EXERCISE OBJECTIVE: Rewrite the data below, replacing each "annotate" with "mark" and keeping everything else the same. Leave the pictures out of your answer.

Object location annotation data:
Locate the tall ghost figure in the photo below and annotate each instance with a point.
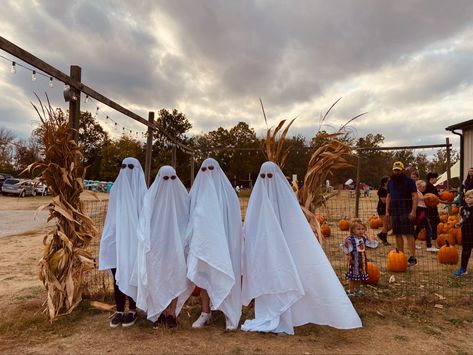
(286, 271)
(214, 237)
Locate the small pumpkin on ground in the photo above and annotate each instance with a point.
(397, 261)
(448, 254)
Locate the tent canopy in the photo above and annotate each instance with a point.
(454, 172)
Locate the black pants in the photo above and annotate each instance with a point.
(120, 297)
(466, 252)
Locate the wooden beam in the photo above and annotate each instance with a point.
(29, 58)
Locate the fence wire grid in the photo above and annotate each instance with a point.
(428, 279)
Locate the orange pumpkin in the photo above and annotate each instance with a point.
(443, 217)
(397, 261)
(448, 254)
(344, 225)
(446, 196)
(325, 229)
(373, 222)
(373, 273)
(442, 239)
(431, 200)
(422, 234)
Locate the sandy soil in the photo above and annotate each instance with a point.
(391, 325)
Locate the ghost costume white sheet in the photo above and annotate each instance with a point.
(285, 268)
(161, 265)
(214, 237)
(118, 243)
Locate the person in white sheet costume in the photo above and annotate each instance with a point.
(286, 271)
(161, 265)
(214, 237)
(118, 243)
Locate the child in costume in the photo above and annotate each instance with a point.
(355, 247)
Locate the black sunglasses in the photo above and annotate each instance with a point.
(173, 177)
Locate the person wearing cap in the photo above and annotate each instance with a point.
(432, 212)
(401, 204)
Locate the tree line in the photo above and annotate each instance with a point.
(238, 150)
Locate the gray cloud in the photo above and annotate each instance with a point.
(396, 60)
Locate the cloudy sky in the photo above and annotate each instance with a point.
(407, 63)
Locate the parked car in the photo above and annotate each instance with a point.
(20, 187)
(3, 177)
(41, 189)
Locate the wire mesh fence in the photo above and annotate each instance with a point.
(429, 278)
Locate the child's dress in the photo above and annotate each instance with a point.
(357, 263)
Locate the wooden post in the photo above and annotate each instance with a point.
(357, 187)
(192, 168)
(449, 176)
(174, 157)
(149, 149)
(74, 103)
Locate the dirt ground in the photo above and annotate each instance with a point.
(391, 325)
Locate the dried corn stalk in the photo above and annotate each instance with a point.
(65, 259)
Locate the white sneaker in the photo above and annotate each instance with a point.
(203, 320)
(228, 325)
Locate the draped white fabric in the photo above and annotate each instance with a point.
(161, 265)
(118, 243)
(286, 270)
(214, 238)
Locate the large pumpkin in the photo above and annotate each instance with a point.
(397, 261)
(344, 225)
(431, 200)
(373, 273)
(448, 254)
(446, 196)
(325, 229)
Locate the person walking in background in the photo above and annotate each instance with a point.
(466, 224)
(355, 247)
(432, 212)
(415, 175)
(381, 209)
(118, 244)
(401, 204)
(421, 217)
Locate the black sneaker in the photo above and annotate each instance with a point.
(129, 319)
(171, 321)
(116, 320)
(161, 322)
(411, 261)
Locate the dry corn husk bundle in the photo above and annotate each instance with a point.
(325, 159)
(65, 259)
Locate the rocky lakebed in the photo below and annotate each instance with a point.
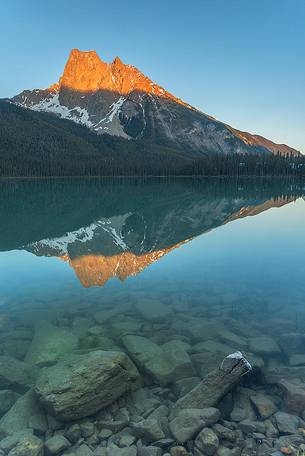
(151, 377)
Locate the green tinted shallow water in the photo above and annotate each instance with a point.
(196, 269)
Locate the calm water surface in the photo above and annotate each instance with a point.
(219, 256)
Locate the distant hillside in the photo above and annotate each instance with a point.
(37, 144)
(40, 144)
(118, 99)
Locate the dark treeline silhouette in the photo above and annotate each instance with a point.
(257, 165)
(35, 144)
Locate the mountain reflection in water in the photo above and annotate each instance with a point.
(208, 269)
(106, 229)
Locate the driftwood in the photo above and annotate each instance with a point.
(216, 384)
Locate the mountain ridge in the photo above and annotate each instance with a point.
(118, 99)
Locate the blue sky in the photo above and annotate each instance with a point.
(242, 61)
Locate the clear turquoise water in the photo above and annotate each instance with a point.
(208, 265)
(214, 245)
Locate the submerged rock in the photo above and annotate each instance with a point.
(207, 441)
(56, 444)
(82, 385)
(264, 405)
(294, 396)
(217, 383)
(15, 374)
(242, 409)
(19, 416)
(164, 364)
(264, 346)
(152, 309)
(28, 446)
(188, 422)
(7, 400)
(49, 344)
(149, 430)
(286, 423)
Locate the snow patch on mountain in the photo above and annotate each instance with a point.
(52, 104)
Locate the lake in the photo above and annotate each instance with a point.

SOLUTION BELOW:
Locate the tall ghost figure in the photo below and mark each instance with a point.
(286, 271)
(214, 237)
Locate the small pumpkin on ground in the photo above and mark each instance with a point.
(397, 261)
(448, 254)
Locate the tent canopy in the photo above and mark each instance with a point.
(454, 172)
Locate the black pants in the photo above and mark each instance with a point.
(120, 297)
(466, 252)
Locate the wooden beam in the photo above and mark each instance with a point.
(29, 58)
Locate the fence wire grid in the photo above and mark each instance with a point.
(428, 279)
Locate the orange pumpkin in the photo above and mark each instance with a point.
(443, 217)
(397, 261)
(448, 254)
(344, 225)
(446, 196)
(325, 229)
(373, 222)
(373, 273)
(442, 239)
(431, 200)
(422, 234)
Locate the sandy soil in the photo above and mark each instance with a point.
(391, 325)
Locate the ghost costume white sheet in the photo above and mark each instance with a point.
(285, 268)
(161, 265)
(214, 237)
(118, 243)
Locate the person in white sheet costume in the photo above and mark each instance with a point.
(286, 271)
(161, 265)
(214, 237)
(118, 243)
Locate the child in costume in the photo above and mark each instance with a point.
(355, 247)
Locate the black sunglasses in the photo above and mark each instance with a point.
(173, 177)
Locate the person wearing cap in the photo above and mark each instance with a point.
(432, 212)
(401, 204)
Locate the tree line in the photo above and mark each instance with a point.
(238, 150)
Locate the gray cloud in the photo above and mark each instance with a point.
(396, 60)
Locate the cloudy sky in the photo above and mark each instance with a point.
(407, 63)
Locate the parked car in the photo above and mark each instance with a point.
(20, 187)
(3, 177)
(41, 189)
Locate the wire mesh fence in the photo above and mark each instance with a point.
(429, 278)
Locate the child's dress in the photo above and mark each instance with a point.
(357, 263)
Locate the wooden post in the photo above and mark each instance with a point.
(357, 187)
(192, 168)
(449, 176)
(174, 157)
(149, 149)
(74, 103)
Locate the dirt ground in the photo above and mark each instance with a point.
(391, 325)
Locate the dried corn stalk in the photo above and mark each instance with a point.
(65, 259)
Locate the white sneaker in the photo above and mark each instance with a point.
(203, 320)
(228, 325)
Locate the draped white fabric in the photo above and mark each instance with a point.
(161, 265)
(118, 243)
(286, 270)
(214, 238)
Locate the large pumpkin in the photo above and mark each instance with a point.
(397, 261)
(344, 225)
(431, 200)
(373, 273)
(448, 254)
(446, 196)
(325, 229)
Locate the person walking in background in the photo above and mark each instance with a point.
(466, 224)
(355, 247)
(432, 212)
(415, 175)
(381, 209)
(118, 244)
(401, 204)
(421, 217)
Locate the black sneaker in the photo above and mark each instance with a point.
(129, 319)
(171, 321)
(116, 320)
(161, 322)
(411, 261)
Locate the dry corn husk bundle in the photo above and mark each instance with a point.
(325, 159)
(65, 259)
Locate the rocky lakebed in the photo below and mark each instance with a point.
(151, 377)
Locate the green tinted shallow water in the photo above and mark each instance with a point.
(196, 269)
Locate the calm water surface in the photo above and mark each instance with a point.
(219, 256)
Locate the distant hillside in the photo above and mark each instance with a point.
(37, 144)
(40, 144)
(118, 99)
Locate the dark treeline silhouette in the photo above and mark each instance with a point.
(257, 165)
(35, 144)
Locate the mountain reflection in water in the photo above and mark each instance with a point.
(208, 269)
(106, 229)
Locate the driftwood in the photo above and mark each instance with a point.
(216, 384)
Locate the mountain ridge in the photo above and mark each instance with a point.
(118, 99)
Locate the blue sky in the photo above and mark each instance with a point.
(242, 61)
Locate the clear turquoise water in the photo above and mark each instance with a point.
(208, 265)
(214, 245)
Locate the submerged rock in the photo above and mark each instance with a point.
(207, 441)
(56, 444)
(82, 385)
(264, 405)
(294, 396)
(217, 383)
(15, 374)
(242, 409)
(19, 416)
(164, 364)
(264, 346)
(152, 309)
(28, 446)
(188, 422)
(7, 400)
(49, 344)
(149, 430)
(286, 423)
Locate the snow patch on mountain in the photo above and mark each instance with a point.
(52, 104)
Locate the lake in the photo above and mark each instance with a point.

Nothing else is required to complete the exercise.